*APPLY WHAT YOU READ*.
(1) According to the linear regression page, what is the main objective of linear regression?
(2) From the linear regression page, extract the passage starting with "and it is particularly" and going on through "on that relationship.", copying it word for word.

*DOCUMENT EXTRACT*.
☆ ☆ ☆ ☆ ☆ ☆ ☆
Machine Learning Algorithm: Linear Regression
Background
The origins of linear regression can be traced back to the 18th century, when mathematician and astronomer Pierre-Simon Laplace used regression analysis to study the relationship between astronomical observations and celestial motion. However, it was not until the 19th century that regression analysis was formalized and developed as a statistical method.
One of the earliest and most influential contributions to the development of linear regression was made by the English statistician Francis Galton, who used regression analysis to study the relationship between height and other physical characteristics in families. Galton’s work laid the foundation for the use of regression analysis in genetics and biology.
In the early 20th century, the Norwegian statistician Carl Friedrich Gauss and the Italian statistician Alfonso Catoni made important contributions to the development of regression analysis, including the formulation of the method of least squares, which is still widely used in regression analysis today.
In the 1920s and 1930s, the development of linear regression was further advanced by the work of the British statistician Ronald A. Fisher, who made important contributions to the design of experiments, hypothesis testing, and the use of regression analysis in the social sciences.
Today, linear regression is widely used in many fields, including economics, finance, engineering, biology, and psychology, and is considered a fundamental tool in predictive modeling and data analysis.
The Basics
Linear Regression is a simple yet powerful machine learning algorithm used for predictive modeling.
It is used technique for continuous target variables
It is a supervised learning algorithm that tries to fit a linear equation to the relationship between a dependent variable (target) and one or more independent variables (predictors).
The main objective of linear regression is to minimize the difference between the observed target values and the predicted target values.
The basic equation for a simple linear regression model with a single predictor variable x is:
y = b0 + b1 * x
where:
y is the target variable,
x is the predictor variable,
b0 is the intercept, and
b1 is the slope or coefficient of the predictor variable.
For multiple linear regression with more than one predictor variable, the equation becomes:
y = b0 + b1 * x1 + b2 * x2 + … + bn * xn
where
x1, x2, …, xn are the n predictor variables and
b1, b2, …, bn are the corresponding coefficients.
and it is particularly useful when you want to understand the relationship between a predictor variable and a target variable and make predictions based on that relationship.
☆ ☆ ☆ ☆ ☆ ☆ ☆
Stored records:

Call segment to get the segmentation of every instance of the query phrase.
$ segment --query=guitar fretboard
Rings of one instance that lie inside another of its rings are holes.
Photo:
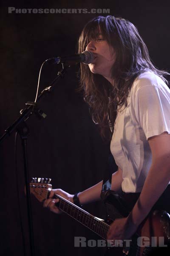
[[[55,198],[60,199],[59,207],[60,209],[106,239],[106,234],[110,227],[109,225],[98,220],[94,216],[59,195],[56,194]]]

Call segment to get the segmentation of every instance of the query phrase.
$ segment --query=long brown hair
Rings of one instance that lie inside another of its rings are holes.
[[[94,122],[98,124],[103,138],[111,138],[117,107],[127,106],[127,97],[135,79],[147,70],[152,70],[167,84],[164,75],[152,63],[147,47],[137,28],[128,20],[108,15],[98,16],[89,21],[79,38],[78,53],[85,50],[99,33],[113,47],[116,61],[111,69],[114,86],[100,75],[93,73],[88,65],[80,66],[80,87],[90,106]]]

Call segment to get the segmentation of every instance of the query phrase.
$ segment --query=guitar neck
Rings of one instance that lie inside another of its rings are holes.
[[[98,220],[94,216],[90,214],[59,195],[55,194],[54,197],[60,199],[57,207],[61,210],[100,236],[106,239],[106,234],[109,228],[109,225]]]

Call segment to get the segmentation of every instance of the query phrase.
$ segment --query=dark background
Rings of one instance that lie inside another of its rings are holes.
[[[86,23],[96,14],[17,14],[8,7],[25,8],[109,8],[110,15],[128,19],[138,27],[151,59],[160,69],[170,71],[169,4],[164,1],[41,1],[6,2],[1,7],[0,134],[19,116],[28,100],[34,100],[40,67],[49,58],[74,54]],[[72,67],[51,95],[39,106],[45,119],[32,116],[28,158],[31,177],[50,177],[54,188],[71,194],[82,191],[102,179],[109,146],[103,143],[91,120]],[[44,66],[40,92],[56,76],[60,67]],[[14,157],[14,134],[0,145],[1,239],[0,255],[29,255],[24,176],[20,138],[17,141],[17,171]],[[18,186],[17,186],[17,183]],[[18,188],[18,189],[17,189]],[[19,199],[17,196],[19,191]],[[96,248],[74,248],[74,237],[99,239],[65,214],[57,215],[31,198],[36,256],[102,255]],[[84,207],[105,217],[100,202]],[[21,225],[21,223],[22,225]],[[23,227],[23,232],[21,227]],[[24,234],[23,238],[22,234]]]

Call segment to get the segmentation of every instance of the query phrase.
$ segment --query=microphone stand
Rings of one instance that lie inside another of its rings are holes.
[[[46,87],[41,93],[37,99],[39,101],[42,97],[47,93],[51,92],[54,89],[55,84],[57,84],[60,78],[63,78],[66,71],[70,67],[70,66],[64,67],[62,63],[62,68],[58,72],[57,76],[52,81],[49,86]],[[20,134],[20,136],[22,145],[23,153],[24,165],[24,176],[26,192],[26,200],[27,206],[27,213],[28,216],[28,222],[29,227],[29,234],[30,238],[30,253],[31,256],[34,256],[35,250],[34,240],[34,231],[32,221],[32,216],[31,210],[31,204],[30,200],[30,190],[29,181],[29,175],[27,164],[27,141],[28,136],[29,134],[29,130],[26,122],[30,117],[31,115],[35,113],[39,118],[45,118],[46,115],[39,108],[37,102],[28,102],[26,105],[28,105],[27,108],[20,111],[21,116],[17,118],[11,125],[9,126],[5,130],[4,134],[0,138],[0,143],[5,140],[8,136],[10,136],[14,130]]]

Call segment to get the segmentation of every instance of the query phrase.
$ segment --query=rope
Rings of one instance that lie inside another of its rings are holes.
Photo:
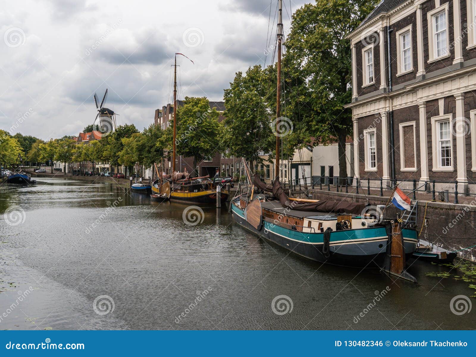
☆ ☆ ☆ ☆ ☆ ☆ ☆
*RESPONSES BY ITEM NUMBER*.
(1) To minimize the difference between the observed target values and the predicted target values.

(2)
and it is particularly useful when you want to understand the relationship between a predictor variable and a target variable and make predictions based on that relationship.